Copy the following entries word for word, starting at the line containing "Annotation task: In the image above, draw" and ending after the line containing "[[228, 255, 253, 273]]". Reproduce only those lines.

**PROVIDED INFORMATION:**
· · · ·

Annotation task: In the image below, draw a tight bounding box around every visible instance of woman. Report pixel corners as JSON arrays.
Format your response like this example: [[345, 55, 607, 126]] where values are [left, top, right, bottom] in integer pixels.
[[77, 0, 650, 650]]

· · · ·

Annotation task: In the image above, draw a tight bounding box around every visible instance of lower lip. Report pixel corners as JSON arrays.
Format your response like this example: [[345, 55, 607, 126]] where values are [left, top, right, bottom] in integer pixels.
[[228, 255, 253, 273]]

· · · ·

**ANSWER TO THIS TASK:**
Annotation task: In the image above, draw a tight bounding box around every visible instance of lower lip. Report pixel corners as JSON arrays.
Format your response like this example: [[345, 55, 607, 126]] where values are [left, top, right, bottom] in integer pixels.
[[228, 255, 253, 273]]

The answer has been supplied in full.